**What you need to do**
Write each line exactly, from the line that holds "the player's arm." through the final line of the material, and no other line.

**Records shown**
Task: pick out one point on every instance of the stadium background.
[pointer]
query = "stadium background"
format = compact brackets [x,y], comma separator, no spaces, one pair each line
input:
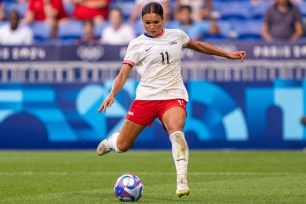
[50,92]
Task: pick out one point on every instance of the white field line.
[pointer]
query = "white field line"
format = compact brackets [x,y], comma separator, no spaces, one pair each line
[63,173]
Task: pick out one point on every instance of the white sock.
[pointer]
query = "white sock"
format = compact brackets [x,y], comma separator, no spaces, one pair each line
[113,141]
[180,153]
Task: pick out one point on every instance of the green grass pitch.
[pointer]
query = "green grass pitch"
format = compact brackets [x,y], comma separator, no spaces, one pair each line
[214,176]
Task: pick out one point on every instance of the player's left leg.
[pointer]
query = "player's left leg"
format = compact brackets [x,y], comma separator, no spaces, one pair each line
[122,140]
[174,121]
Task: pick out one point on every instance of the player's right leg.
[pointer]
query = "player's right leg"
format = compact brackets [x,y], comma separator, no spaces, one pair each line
[122,140]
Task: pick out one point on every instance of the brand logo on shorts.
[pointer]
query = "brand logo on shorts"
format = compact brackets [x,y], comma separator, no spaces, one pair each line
[181,102]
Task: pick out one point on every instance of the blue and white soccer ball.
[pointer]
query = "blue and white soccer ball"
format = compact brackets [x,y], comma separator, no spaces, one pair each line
[128,188]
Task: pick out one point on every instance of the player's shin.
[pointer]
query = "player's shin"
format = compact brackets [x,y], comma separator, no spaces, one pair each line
[108,144]
[180,152]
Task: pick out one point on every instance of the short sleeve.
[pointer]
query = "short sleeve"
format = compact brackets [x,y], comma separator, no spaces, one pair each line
[132,54]
[184,37]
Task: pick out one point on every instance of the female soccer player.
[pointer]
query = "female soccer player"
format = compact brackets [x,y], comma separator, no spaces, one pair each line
[156,55]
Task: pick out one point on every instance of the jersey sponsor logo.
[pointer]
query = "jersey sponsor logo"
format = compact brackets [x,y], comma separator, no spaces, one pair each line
[130,113]
[148,49]
[172,43]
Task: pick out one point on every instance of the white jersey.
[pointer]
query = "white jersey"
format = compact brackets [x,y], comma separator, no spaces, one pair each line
[158,62]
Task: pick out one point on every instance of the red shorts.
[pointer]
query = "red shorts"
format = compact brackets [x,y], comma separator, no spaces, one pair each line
[143,112]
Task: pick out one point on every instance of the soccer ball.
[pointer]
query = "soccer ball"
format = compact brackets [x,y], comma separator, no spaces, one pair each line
[128,187]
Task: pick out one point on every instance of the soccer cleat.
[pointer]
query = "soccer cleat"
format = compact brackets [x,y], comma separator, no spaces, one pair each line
[104,147]
[182,187]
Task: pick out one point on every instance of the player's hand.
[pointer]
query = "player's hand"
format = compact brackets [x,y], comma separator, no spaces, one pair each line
[237,55]
[106,104]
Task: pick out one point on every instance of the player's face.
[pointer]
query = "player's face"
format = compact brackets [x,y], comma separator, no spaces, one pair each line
[153,24]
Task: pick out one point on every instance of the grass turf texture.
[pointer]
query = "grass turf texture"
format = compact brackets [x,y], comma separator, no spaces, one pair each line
[214,176]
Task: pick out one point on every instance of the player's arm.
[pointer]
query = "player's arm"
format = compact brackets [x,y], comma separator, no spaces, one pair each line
[207,48]
[117,86]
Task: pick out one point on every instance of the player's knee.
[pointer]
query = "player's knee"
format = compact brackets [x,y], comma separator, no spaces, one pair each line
[172,127]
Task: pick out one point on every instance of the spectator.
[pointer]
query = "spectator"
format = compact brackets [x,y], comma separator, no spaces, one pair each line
[282,21]
[1,10]
[140,3]
[91,9]
[88,36]
[195,29]
[201,9]
[49,11]
[117,33]
[13,33]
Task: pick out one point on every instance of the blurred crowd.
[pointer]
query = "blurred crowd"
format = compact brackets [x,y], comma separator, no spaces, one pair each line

**Answer for this exercise**
Task: pick out one point on every instance of the player's arm.
[pointer]
query = "player's arm"
format = compact brackets [x,y], comma separator, no spaces, one pair each line
[207,48]
[117,86]
Task: pick out one point on every instance of the player's knee.
[pointer]
query = "player's knee"
format = compact brackets [x,y], comma separator, no spaces, one pair each line
[172,127]
Task: pick out one point on every instance of the spectator.
[pointer]
query = "spectator"
format = compact brackets [x,y], comma separator, no spaces, one pair each line
[282,21]
[1,10]
[140,3]
[91,9]
[88,36]
[195,29]
[201,9]
[49,11]
[117,33]
[13,33]
Task: pick out one point on every instance of the blurred crowd.
[pointer]
query = "blurred crowd"
format = compact brackets [x,y], comma separator, no spaces, one pair each line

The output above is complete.